Point-per-instance localization data
#####

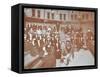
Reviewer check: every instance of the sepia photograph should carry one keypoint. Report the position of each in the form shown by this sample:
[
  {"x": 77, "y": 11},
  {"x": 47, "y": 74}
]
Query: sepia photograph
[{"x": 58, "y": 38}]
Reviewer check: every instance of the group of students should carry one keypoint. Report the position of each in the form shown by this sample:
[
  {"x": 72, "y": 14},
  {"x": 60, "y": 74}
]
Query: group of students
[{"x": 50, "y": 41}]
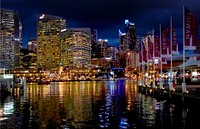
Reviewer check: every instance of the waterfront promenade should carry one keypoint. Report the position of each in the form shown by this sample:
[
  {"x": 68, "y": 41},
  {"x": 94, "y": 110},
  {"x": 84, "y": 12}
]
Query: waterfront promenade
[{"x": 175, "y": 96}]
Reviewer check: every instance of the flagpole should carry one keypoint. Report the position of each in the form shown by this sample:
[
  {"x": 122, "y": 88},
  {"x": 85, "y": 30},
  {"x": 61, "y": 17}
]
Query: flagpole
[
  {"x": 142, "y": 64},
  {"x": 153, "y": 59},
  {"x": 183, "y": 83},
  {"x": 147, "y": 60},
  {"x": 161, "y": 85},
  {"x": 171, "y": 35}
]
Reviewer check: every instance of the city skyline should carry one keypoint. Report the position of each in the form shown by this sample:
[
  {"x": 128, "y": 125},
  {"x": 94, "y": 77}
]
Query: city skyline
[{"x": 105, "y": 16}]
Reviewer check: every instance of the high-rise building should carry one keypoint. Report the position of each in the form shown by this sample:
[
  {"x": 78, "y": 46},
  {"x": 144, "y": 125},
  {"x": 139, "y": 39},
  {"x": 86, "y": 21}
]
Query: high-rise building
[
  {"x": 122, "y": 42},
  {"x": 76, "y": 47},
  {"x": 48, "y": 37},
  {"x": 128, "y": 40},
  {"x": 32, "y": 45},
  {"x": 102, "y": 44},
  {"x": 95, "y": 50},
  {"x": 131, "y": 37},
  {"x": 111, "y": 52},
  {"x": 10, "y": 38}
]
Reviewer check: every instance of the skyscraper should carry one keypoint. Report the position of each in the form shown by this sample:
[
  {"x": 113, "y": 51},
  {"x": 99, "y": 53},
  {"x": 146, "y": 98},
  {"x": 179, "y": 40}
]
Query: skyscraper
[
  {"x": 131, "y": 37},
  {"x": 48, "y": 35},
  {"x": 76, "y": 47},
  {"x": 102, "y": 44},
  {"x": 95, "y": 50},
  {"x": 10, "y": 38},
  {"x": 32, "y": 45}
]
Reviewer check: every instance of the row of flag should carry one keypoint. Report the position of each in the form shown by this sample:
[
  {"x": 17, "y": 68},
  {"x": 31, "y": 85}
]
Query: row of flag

#####

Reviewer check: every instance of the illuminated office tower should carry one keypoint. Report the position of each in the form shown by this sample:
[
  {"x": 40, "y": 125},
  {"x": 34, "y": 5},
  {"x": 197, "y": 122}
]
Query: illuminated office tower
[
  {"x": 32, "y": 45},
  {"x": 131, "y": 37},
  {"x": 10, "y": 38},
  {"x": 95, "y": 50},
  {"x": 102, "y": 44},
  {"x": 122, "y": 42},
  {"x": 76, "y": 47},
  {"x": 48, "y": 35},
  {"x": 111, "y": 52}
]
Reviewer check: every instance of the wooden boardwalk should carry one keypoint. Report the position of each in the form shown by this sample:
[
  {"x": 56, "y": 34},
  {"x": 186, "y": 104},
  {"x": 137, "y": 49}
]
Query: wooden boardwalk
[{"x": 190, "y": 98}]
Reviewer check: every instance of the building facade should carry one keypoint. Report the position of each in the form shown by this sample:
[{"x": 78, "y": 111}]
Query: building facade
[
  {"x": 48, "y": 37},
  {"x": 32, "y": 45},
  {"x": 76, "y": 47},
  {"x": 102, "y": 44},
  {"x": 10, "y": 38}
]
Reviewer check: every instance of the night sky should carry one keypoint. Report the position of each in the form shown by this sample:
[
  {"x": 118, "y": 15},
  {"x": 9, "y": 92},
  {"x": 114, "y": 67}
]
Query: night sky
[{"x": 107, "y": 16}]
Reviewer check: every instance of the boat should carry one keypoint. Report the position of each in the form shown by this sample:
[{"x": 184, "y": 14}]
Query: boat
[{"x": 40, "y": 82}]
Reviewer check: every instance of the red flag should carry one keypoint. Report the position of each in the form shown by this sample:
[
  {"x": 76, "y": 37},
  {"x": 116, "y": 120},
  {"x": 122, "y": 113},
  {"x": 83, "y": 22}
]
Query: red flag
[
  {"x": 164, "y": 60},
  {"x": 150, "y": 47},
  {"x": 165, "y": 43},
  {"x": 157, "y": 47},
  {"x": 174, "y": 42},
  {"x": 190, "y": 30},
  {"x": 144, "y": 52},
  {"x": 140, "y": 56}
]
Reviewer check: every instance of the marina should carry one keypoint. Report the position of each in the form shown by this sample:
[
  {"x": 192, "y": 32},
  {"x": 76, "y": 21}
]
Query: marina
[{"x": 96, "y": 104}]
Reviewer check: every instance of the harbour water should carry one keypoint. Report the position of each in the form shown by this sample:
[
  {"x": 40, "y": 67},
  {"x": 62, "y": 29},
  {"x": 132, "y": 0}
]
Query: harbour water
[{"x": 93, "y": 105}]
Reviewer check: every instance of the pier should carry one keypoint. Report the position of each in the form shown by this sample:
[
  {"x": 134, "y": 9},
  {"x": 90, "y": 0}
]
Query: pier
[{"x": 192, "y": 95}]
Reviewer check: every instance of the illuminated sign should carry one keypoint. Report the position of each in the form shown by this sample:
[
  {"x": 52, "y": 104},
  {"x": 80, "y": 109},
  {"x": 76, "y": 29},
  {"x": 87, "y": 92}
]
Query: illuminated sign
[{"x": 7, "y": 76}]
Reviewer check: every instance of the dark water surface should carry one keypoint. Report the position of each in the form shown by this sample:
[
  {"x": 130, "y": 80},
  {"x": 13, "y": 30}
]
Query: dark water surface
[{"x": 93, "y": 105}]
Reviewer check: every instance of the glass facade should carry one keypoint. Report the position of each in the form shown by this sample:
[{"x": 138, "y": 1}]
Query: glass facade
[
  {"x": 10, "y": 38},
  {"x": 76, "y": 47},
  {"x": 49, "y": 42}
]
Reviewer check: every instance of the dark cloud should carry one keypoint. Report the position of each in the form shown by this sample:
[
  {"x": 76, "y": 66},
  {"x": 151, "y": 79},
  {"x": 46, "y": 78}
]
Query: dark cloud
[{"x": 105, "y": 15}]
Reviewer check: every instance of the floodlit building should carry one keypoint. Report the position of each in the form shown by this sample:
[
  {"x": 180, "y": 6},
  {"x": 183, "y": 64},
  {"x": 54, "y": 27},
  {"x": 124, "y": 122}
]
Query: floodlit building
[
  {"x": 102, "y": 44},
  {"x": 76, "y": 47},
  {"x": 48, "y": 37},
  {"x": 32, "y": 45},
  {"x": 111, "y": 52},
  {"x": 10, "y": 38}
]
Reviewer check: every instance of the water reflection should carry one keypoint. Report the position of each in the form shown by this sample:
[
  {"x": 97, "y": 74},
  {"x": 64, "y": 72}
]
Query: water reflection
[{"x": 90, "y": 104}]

#####

Copy range, inclusive: the line holding "Query: flagpole" to the line holding "Query: row of flag". Reproduce exactly those lines of the records above and no others.

Query: flagpole
[
  {"x": 142, "y": 64},
  {"x": 153, "y": 59},
  {"x": 183, "y": 83},
  {"x": 147, "y": 60},
  {"x": 161, "y": 85},
  {"x": 171, "y": 35}
]
Reviewer check: every instance of the city skyline should carry one keypoint. Report the position of each in the form shown by this sample:
[
  {"x": 128, "y": 125},
  {"x": 94, "y": 77}
]
Query: city skyline
[{"x": 105, "y": 16}]
Reviewer check: every instance of the high-rise building should carry one keypoint. Report the position of each in the form shown by this sample:
[
  {"x": 78, "y": 46},
  {"x": 144, "y": 125},
  {"x": 139, "y": 39},
  {"x": 86, "y": 21}
]
Query: high-rise building
[
  {"x": 122, "y": 42},
  {"x": 76, "y": 47},
  {"x": 48, "y": 37},
  {"x": 128, "y": 40},
  {"x": 32, "y": 45},
  {"x": 102, "y": 44},
  {"x": 95, "y": 50},
  {"x": 131, "y": 37},
  {"x": 111, "y": 52},
  {"x": 10, "y": 38}
]
Reviewer check: every instance of the skyscraper should carry one keypoint. Report the position of each in the form shown by this sample:
[
  {"x": 113, "y": 51},
  {"x": 99, "y": 53},
  {"x": 146, "y": 98},
  {"x": 179, "y": 40}
]
Query: skyscraper
[
  {"x": 131, "y": 37},
  {"x": 48, "y": 35},
  {"x": 76, "y": 47},
  {"x": 102, "y": 44},
  {"x": 95, "y": 50},
  {"x": 10, "y": 38},
  {"x": 32, "y": 45}
]
Reviewer check: every instance of the row of flag should carry one keypoint. Report the position of each in the form shown by this sample:
[
  {"x": 17, "y": 68},
  {"x": 31, "y": 85}
]
Query: row of flag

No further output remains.